C’è chi lo definisce “antropologo del quotidiano", chi “etnologo del metro". Per tutti, Marc Augé resta il “padre" dei "non luoghi", nota definizione coniata per indicare i centri di aggregazione nella moderna urbanità. L’intellettuale francese è senza dubbio uno dei più stimati studiosi contemporanei. La sua vita accademica è ricca di successi: direttore dell'Ècole des Hautes Etudes en Sciences Sociales di Parigi, di cui è stato anche presidente, illustre africanista e celebre antropologo della pluralità dei mondi contemporanei. Negli anni Ottanta elaborò l’analisi della dimensione rituale del quotidiano e della modernità.

Professor Augé, il suo nome viene associato alla definizione di surmodernità.

Innanzi tutto, surmodernità è un termine che preferisco a quello di post-modernità. Quest'ultimo porta con sé l'idea che oggi non vi siano più legami con la modernità, come se fossimo "andati oltre". Secondo me non è proprio così. Sono del parere che il periodo che ci troviamo a vivere corrisponda ad un'accelerazione dei fattori che hanno costituito la modernità. Si registra un'accelerazione nella storia, nell'individualizzazione, nell'organizzazione degli spazi e negli aspetti economici e scientifici. E quando si individuano molti fattori in atto, è difficile determinare l'ordine delle cose, pertanto ho usato il termine surmodernità: come definizione quando compaiono molti fattori nella spiegazione di un fenomeno.

La surmodernità vale solo per l'Europa o è un'analisi applicabile anche ai Sud del mondo?

Certo le situazioni non sono le medesime nell'insieme del mondo, ma il fenomeno tocca il globo intero, seppure con modalità diverse. Accanto a paesi economicamente sviluppati, ve ne sono altri impoveriti, ma coinvolti nel processi di accelerazione tipici della surmodernità. Le conseguenze sono sotto i nostri occhi: vi sono settori 'arretrati' in paesi avanzati e, viceversa, Si contano settori super sviluppati in paesi decisamente più fragili.

Lei parla della solitudine del "nuovo uomo globale": cosa significa?

• _Voci archiviate_:

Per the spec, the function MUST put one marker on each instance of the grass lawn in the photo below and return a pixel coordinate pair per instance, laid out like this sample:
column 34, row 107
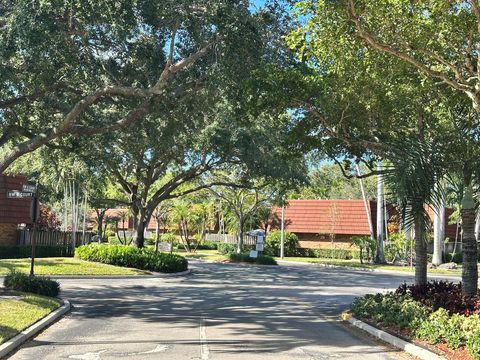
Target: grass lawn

==

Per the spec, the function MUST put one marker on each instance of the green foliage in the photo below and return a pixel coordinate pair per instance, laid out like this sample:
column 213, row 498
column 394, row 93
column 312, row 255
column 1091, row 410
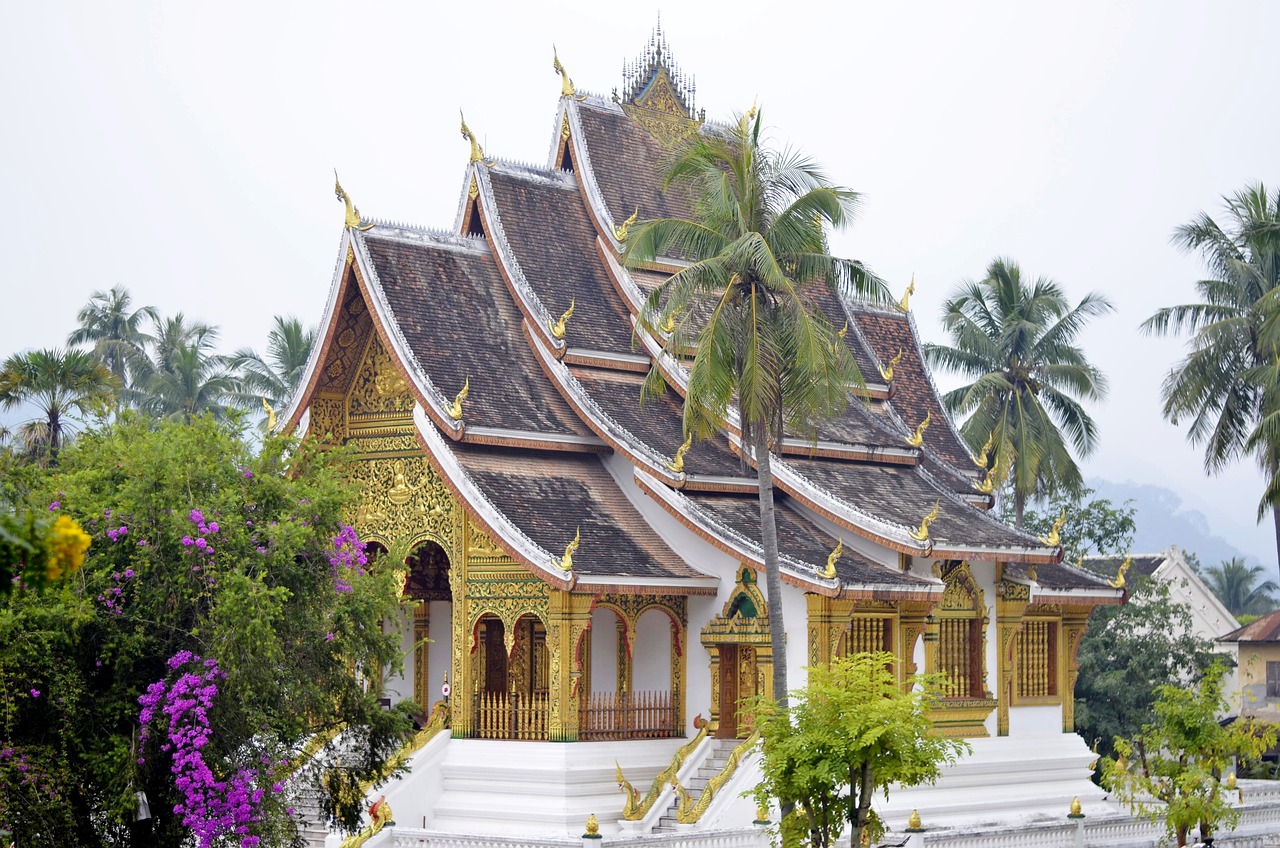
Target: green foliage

...

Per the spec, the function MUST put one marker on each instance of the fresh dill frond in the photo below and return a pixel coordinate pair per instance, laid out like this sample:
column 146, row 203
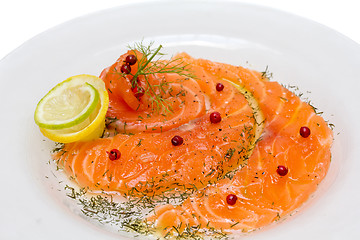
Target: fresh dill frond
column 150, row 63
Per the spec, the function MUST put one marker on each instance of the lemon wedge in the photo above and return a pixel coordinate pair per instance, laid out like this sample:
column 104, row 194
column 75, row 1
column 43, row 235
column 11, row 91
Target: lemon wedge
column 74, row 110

• _Consegne_:
• a. Elenca gli ambiti in cui, secondo il testo, si registra un'accelerazione.
• b. Rispondi alle seguenti domande sul testo:
(i) Quale istituzione di Parigi ha diretto Marc Augé?
(ii) Quale termine Augé dice di preferire meno rispetto a "surmodernità"?
(iii) Quale parte del mondo tocca il fenomeno della surmodernità?
• c. Trascrivi dal testo il passo che comincia con "C’è chi lo definisce" e termina con "e della modernità.".

• _Soluzioni_:
• a.
- la storia
- l'individualizzazione
- l'organizzazione degli spazi
- gli aspetti economici e scientifici

• b.
(i) L'Ècole des Hautes Etudes en Sciences Sociales.
(ii) Post-modernità.
(iii) Il globo intero.

• c.
C’è chi lo definisce “antropologo del quotidiano", chi “etnologo del metro". Per tutti, Marc Augé resta il “padre" dei "non luoghi", nota definizione coniata per indicare i centri di aggregazione nella moderna urbanità. L’intellettuale francese è senza dubbio uno dei più stimati studiosi contemporanei. La sua vita accademica è ricca di successi: direttore dell'Ècole des Hautes Etudes en Sciences Sociales di Parigi, di cui è stato anche presidente, illustre africanista e celebre antropologo della pluralità dei mondi contemporanei. Negli anni Ottanta elaborò l’analisi della dimensione rituale del quotidiano e della modernità.